• _THE PROBLEM_
Transcribe the data in full and exactly, omitting any pictures.

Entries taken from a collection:
┄┄┄┄┄┄┄┄┄┄┄┄┄┄┄┄┄┄┄┄
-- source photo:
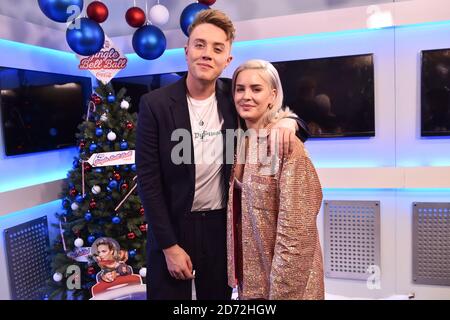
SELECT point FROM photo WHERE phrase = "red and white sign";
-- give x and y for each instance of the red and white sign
(116, 158)
(106, 63)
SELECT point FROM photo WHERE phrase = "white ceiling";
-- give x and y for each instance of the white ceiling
(28, 10)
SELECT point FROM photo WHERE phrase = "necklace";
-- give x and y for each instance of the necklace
(200, 119)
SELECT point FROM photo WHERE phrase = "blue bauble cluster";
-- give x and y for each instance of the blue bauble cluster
(85, 36)
(149, 42)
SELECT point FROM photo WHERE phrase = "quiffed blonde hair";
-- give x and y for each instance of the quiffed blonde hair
(271, 76)
(217, 18)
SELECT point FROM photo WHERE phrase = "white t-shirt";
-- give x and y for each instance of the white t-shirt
(206, 124)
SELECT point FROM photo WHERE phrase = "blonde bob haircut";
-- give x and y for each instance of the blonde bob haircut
(271, 76)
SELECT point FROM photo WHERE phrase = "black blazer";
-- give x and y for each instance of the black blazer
(167, 189)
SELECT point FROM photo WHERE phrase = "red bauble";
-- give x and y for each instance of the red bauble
(207, 2)
(96, 99)
(97, 11)
(135, 17)
(130, 125)
(92, 204)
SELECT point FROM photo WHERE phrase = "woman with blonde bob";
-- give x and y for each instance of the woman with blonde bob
(272, 237)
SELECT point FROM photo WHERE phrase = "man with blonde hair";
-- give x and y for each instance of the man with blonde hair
(185, 203)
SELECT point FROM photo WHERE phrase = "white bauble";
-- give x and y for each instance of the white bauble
(143, 272)
(111, 136)
(124, 104)
(96, 189)
(159, 15)
(74, 206)
(57, 277)
(78, 242)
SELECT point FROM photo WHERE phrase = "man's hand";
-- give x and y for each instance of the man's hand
(283, 133)
(178, 263)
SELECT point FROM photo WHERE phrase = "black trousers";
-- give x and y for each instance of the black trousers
(203, 237)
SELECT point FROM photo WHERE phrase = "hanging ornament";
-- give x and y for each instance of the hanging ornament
(135, 17)
(159, 15)
(124, 104)
(99, 132)
(149, 42)
(90, 270)
(74, 206)
(97, 11)
(188, 15)
(112, 184)
(124, 145)
(78, 242)
(143, 272)
(96, 99)
(60, 10)
(116, 220)
(57, 276)
(129, 125)
(85, 37)
(91, 239)
(92, 204)
(104, 117)
(87, 166)
(111, 136)
(111, 98)
(124, 186)
(132, 253)
(207, 2)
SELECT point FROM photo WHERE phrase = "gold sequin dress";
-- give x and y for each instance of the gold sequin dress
(272, 237)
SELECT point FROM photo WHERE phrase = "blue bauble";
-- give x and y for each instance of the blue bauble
(111, 98)
(88, 216)
(92, 147)
(112, 184)
(132, 253)
(188, 15)
(149, 42)
(124, 145)
(86, 40)
(56, 10)
(116, 220)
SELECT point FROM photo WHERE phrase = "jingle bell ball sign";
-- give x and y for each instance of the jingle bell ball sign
(106, 63)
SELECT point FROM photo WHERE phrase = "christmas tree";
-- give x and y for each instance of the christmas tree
(98, 201)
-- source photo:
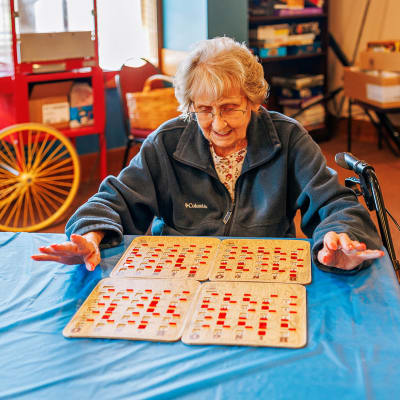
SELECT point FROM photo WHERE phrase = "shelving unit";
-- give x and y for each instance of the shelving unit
(311, 63)
(15, 88)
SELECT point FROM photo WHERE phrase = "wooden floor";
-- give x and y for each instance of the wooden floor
(387, 167)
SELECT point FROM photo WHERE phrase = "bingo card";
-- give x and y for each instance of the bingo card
(168, 257)
(247, 313)
(140, 309)
(263, 260)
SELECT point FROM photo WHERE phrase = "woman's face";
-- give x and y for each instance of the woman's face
(224, 121)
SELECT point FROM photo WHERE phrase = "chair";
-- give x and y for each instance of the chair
(130, 79)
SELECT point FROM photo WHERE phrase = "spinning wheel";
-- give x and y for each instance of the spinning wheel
(39, 176)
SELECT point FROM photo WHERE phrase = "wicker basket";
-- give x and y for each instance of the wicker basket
(150, 108)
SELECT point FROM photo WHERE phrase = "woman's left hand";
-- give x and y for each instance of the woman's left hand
(341, 252)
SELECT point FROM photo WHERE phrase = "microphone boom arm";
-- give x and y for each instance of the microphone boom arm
(372, 194)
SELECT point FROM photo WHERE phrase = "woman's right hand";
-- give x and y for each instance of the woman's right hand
(82, 249)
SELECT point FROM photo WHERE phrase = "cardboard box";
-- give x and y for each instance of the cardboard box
(49, 104)
(377, 90)
(379, 60)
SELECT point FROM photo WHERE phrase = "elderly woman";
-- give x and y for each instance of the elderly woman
(226, 167)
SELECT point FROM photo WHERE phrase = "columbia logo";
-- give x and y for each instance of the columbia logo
(195, 205)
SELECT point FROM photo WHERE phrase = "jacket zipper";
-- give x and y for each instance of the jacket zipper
(228, 220)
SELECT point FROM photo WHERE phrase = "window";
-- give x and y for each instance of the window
(127, 28)
(5, 38)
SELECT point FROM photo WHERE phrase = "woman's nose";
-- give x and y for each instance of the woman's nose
(218, 122)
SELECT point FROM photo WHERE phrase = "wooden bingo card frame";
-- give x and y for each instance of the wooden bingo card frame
(180, 257)
(254, 314)
(139, 309)
(263, 260)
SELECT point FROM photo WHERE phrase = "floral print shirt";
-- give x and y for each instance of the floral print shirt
(229, 168)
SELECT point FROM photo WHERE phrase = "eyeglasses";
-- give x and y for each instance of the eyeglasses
(227, 114)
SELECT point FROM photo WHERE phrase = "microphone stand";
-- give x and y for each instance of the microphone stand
(372, 193)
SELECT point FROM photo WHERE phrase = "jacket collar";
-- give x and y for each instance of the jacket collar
(262, 144)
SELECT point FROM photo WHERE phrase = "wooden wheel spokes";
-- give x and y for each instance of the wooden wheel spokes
(39, 176)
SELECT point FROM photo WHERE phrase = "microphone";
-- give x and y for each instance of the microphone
(348, 161)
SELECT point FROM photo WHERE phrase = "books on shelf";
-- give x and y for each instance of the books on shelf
(298, 103)
(298, 81)
(303, 93)
(312, 116)
(304, 11)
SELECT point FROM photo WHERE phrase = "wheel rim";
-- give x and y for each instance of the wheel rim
(39, 176)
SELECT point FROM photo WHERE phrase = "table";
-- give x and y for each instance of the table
(382, 123)
(352, 352)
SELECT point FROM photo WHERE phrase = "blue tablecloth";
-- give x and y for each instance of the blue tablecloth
(353, 349)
┄┄┄┄┄┄┄┄┄┄┄┄┄┄┄┄┄┄┄┄
• _SOLUTION BELOW_
-- source photo:
SELECT point FROM photo WHERE phrase = "red and white sign";
-- give x and y for each instance of the red and white sign
(116, 158)
(106, 63)
SELECT point FROM photo WHERE phrase = "white ceiling";
-- give x and y for each instance of the white ceiling
(28, 10)
SELECT point FROM photo WHERE phrase = "necklace";
-- give x and y for each instance of the necklace
(200, 119)
SELECT point FROM photo WHERE phrase = "blue bauble cluster";
-- give x and y for each instance of the blue bauble cluster
(85, 36)
(149, 42)
SELECT point FROM photo WHERE phrase = "quiffed blonde hair";
-- give x and y for each instance of the quiffed blonde hair
(271, 76)
(217, 18)
SELECT point FROM photo WHERE phrase = "white t-shirt";
-- give x and y for each instance of the white t-shirt
(206, 124)
SELECT point FROM photo WHERE phrase = "blonde bob haircut";
-- give x and y for each instance of the blonde bob haircut
(271, 76)
SELECT point FROM photo WHERE phrase = "black blazer";
-- give x and y for each instance of the black blazer
(167, 189)
SELECT point FROM photo WHERE phrase = "red bauble";
-- give x and y for each instance of the red bauble
(207, 2)
(96, 99)
(97, 11)
(135, 17)
(130, 125)
(92, 204)
SELECT point FROM photo WHERE phrase = "woman with blonde bob";
-- give x and y for each instance of the woman with blonde bob
(272, 237)
SELECT point FROM photo WHERE phrase = "man with blonde hair";
-- give x and y for each instance of the man with blonde hair
(185, 203)
SELECT point FROM photo WHERE phrase = "white bauble";
-- give x and y for each instance of the white bauble
(143, 272)
(111, 136)
(124, 104)
(96, 189)
(159, 15)
(74, 206)
(57, 277)
(78, 242)
SELECT point FROM photo WHERE phrase = "man's hand";
-- give x and y for each instance of the man's hand
(283, 133)
(178, 263)
SELECT point FROM photo WHERE phrase = "black trousers";
-- give x and y for each instance of the black trousers
(203, 237)
SELECT point FROM photo WHERE phrase = "hanging ornament";
-- give x and y for each instance of the hanging ornament
(135, 17)
(159, 15)
(124, 104)
(99, 132)
(149, 42)
(90, 270)
(74, 206)
(97, 11)
(188, 15)
(112, 184)
(124, 145)
(78, 242)
(143, 272)
(96, 99)
(60, 10)
(116, 220)
(57, 276)
(129, 125)
(85, 37)
(91, 239)
(92, 204)
(104, 117)
(87, 166)
(111, 136)
(111, 98)
(124, 186)
(132, 253)
(207, 2)
SELECT point FROM photo WHERE phrase = "gold sequin dress";
-- give x and y for each instance of the gold sequin dress
(272, 237)
SELECT point FROM photo WHERE phrase = "blue bauble";
-- give x and y for each instance of the blue bauble
(111, 98)
(88, 216)
(92, 147)
(112, 184)
(132, 253)
(188, 15)
(149, 42)
(124, 145)
(86, 40)
(56, 10)
(116, 220)
SELECT point FROM photo WHERE phrase = "jingle bell ball sign";
-- give x and y for each instance of the jingle bell ball sign
(106, 63)
SELECT point FROM photo WHERE phrase = "christmas tree";
-- give x and y for each instance of the christmas tree
(98, 201)
-- source photo:
SELECT point FROM photo WHERE phrase = "shelving unit";
-- give x and y for each instance of the shelving unit
(311, 63)
(15, 88)
SELECT point FROM photo WHERE phrase = "wooden floor";
-- give x and y for each instance of the wooden floor
(387, 167)
SELECT point FROM photo WHERE phrase = "bingo card";
-- give x and y for each instance of the bingo card
(168, 257)
(247, 313)
(140, 309)
(263, 260)
SELECT point FROM photo WHERE phrase = "woman's face";
-- give x and y for each instance of the woman's face
(224, 121)
SELECT point FROM photo WHERE phrase = "chair";
-- give x and y for each instance of the chair
(130, 79)
SELECT point FROM photo WHERE phrase = "spinning wheel";
-- give x and y for each instance of the spinning wheel
(39, 176)
SELECT point FROM photo WHERE phrase = "wicker basket";
-- give x and y for each instance of the wicker basket
(150, 108)
SELECT point FROM photo WHERE phrase = "woman's left hand";
-- give x and y for each instance of the woman's left hand
(341, 252)
SELECT point FROM photo WHERE phrase = "microphone boom arm";
-- give x and y for each instance of the microphone boom arm
(372, 194)
SELECT point FROM photo WHERE phrase = "woman's right hand";
-- give x and y for each instance of the woman's right hand
(82, 249)
SELECT point FROM photo WHERE phrase = "cardboard box";
-- give x and y for each instance of the cardboard box
(49, 104)
(377, 90)
(379, 60)
SELECT point FROM photo WHERE phrase = "elderly woman";
-- give x and y for each instance of the elderly woman
(226, 167)
SELECT point FROM photo WHERE phrase = "columbia logo";
-- give x and y for each instance of the columbia logo
(195, 205)
SELECT point FROM photo WHERE phrase = "jacket zipper";
-- give x and y for each instance of the jacket zipper
(228, 220)
SELECT point FROM photo WHERE phrase = "window";
-- give x and y for each instance of the window
(127, 28)
(5, 38)
SELECT point FROM photo WHERE phrase = "woman's nose";
-- give x and y for each instance of the woman's nose
(218, 122)
SELECT point FROM photo WHERE phrase = "wooden bingo card frame";
-- give x and y for each instance of the wooden bingo card frame
(180, 257)
(254, 314)
(139, 309)
(263, 260)
SELECT point FROM photo WHERE phrase = "floral print shirt";
-- give x and y for each instance of the floral print shirt
(229, 168)
SELECT point FROM photo WHERE phrase = "eyeglasses";
-- give x and y for each instance of the eyeglasses
(227, 114)
SELECT point FROM photo WHERE phrase = "microphone stand";
-- give x and y for each instance of the microphone stand
(372, 193)
SELECT point FROM photo WHERE phrase = "jacket collar";
-- give x and y for each instance of the jacket collar
(262, 144)
SELECT point FROM photo WHERE phrase = "wooden wheel spokes";
-- give x and y for each instance of the wooden wheel spokes
(39, 176)
SELECT point FROM photo WHERE phrase = "microphone";
-- give x and y for each instance of the microphone
(348, 161)
SELECT point FROM photo WHERE phrase = "books on shelf";
-- give x and y for each instance of the books on shelf
(298, 103)
(298, 81)
(303, 93)
(312, 116)
(304, 11)
SELECT point FROM photo WHERE phrase = "wheel rim";
-- give x and y for each instance of the wheel rim
(39, 176)
SELECT point FROM photo WHERE phrase = "table";
-- give x and y for each instance of the table
(382, 123)
(352, 352)
SELECT point FROM photo WHERE phrase = "blue tablecloth";
-- give x and y for each instance of the blue tablecloth
(353, 349)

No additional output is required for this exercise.